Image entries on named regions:
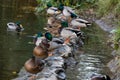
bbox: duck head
[47,2,52,8]
[58,21,68,34]
[24,56,44,74]
[61,21,68,27]
[91,75,111,80]
[71,13,78,18]
[58,3,64,11]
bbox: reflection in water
[68,25,112,80]
[0,0,111,80]
[0,0,46,80]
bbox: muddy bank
[95,16,120,80]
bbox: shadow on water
[0,0,46,80]
[67,24,112,80]
[0,0,111,80]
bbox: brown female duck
[24,57,44,74]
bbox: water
[0,0,46,80]
[68,24,112,80]
[0,0,111,80]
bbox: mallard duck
[47,3,61,15]
[7,22,24,32]
[58,4,75,20]
[33,39,49,59]
[71,18,91,28]
[91,75,111,80]
[24,56,44,74]
[34,32,44,46]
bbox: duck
[47,3,61,15]
[91,75,111,80]
[7,22,24,32]
[58,4,75,20]
[33,32,44,46]
[24,56,44,74]
[33,39,49,60]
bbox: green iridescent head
[47,2,52,8]
[61,21,68,27]
[45,32,53,41]
[36,32,43,38]
[71,13,77,18]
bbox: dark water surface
[0,0,111,80]
[0,0,46,80]
[68,24,112,80]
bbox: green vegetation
[36,0,97,13]
[97,0,120,17]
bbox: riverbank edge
[94,16,120,80]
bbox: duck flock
[14,4,110,80]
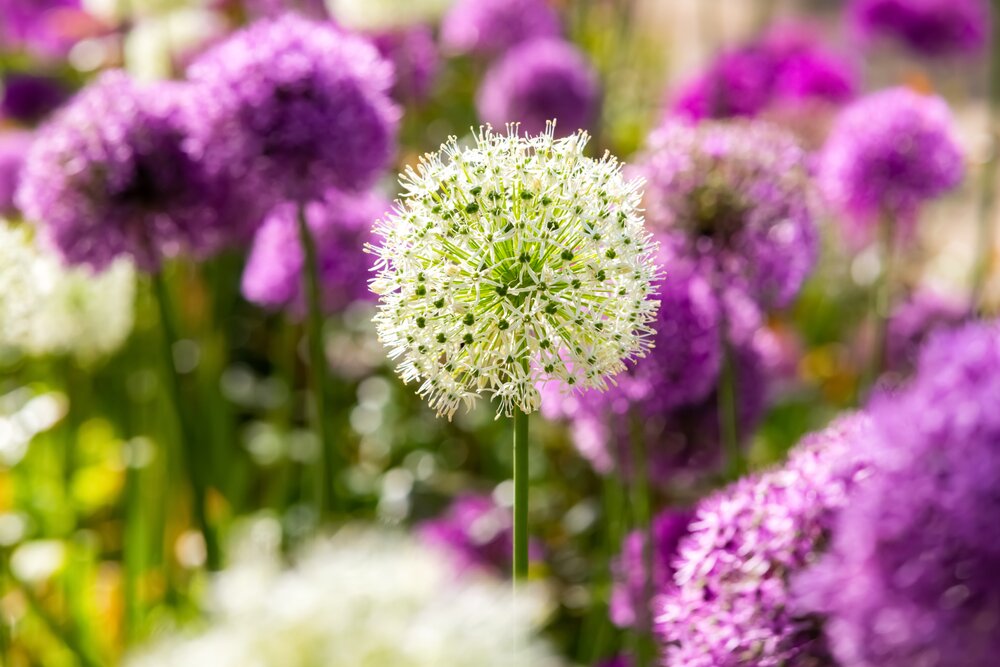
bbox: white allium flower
[368,125,659,418]
[127,529,560,667]
[0,220,135,362]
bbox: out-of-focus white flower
[326,0,454,30]
[0,220,135,362]
[128,529,560,667]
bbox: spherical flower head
[849,0,990,57]
[818,88,964,233]
[16,71,244,270]
[242,190,389,315]
[372,26,440,102]
[635,122,818,307]
[610,509,691,627]
[441,0,562,56]
[655,415,870,667]
[188,14,399,203]
[798,322,1000,667]
[371,126,658,418]
[476,39,600,136]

TASK BRIEF:
Change every "water" in the rows above to "pond" and write the rows out again with nothing else altered. Omit the pictures from your answer.

ANSWER BELOW:
bbox: duck head
[47,2,52,8]
[58,21,68,34]
[24,56,44,74]
[61,21,68,27]
[91,75,111,80]
[71,13,78,18]
[58,3,64,11]
bbox: reflection in pond
[68,25,112,80]
[0,0,111,80]
[0,0,46,80]
bbox: muddy bank
[95,16,120,80]
bbox: shadow on pond
[0,0,46,80]
[67,24,112,80]
[0,0,111,80]
bbox: brown female duck
[24,57,44,74]
bbox: pond
[0,0,46,80]
[68,24,112,80]
[0,0,111,80]
bbox: mallard duck
[47,3,61,15]
[7,22,24,32]
[58,4,75,20]
[33,39,49,59]
[71,18,91,28]
[91,75,111,80]
[24,56,44,74]
[34,32,44,46]
bbox: duck
[47,3,61,15]
[91,75,111,80]
[7,22,24,32]
[58,4,75,20]
[33,32,44,46]
[24,56,44,74]
[33,39,49,60]
bbox: green iridescent head
[47,2,52,8]
[61,21,68,27]
[45,32,53,41]
[36,32,43,38]
[71,13,77,18]
bbox: dark pond surface
[0,0,111,80]
[0,0,46,80]
[68,24,112,80]
bbox: green vegetation
[36,0,97,13]
[97,0,120,17]
bbox: riverbank edge
[94,16,120,80]
bbox: duck flock
[14,4,110,80]
bbox: white allium flower
[368,125,659,418]
[127,529,560,667]
[0,220,135,362]
bbox: out-of-focus white flower
[326,0,454,30]
[0,220,135,362]
[128,529,560,667]
bbox: spherical flower head
[849,0,990,57]
[818,88,964,233]
[16,71,244,270]
[242,190,389,315]
[372,26,440,102]
[635,122,818,307]
[610,509,691,627]
[441,0,562,56]
[655,415,870,667]
[188,14,399,203]
[798,322,1000,667]
[371,126,658,418]
[476,39,600,136]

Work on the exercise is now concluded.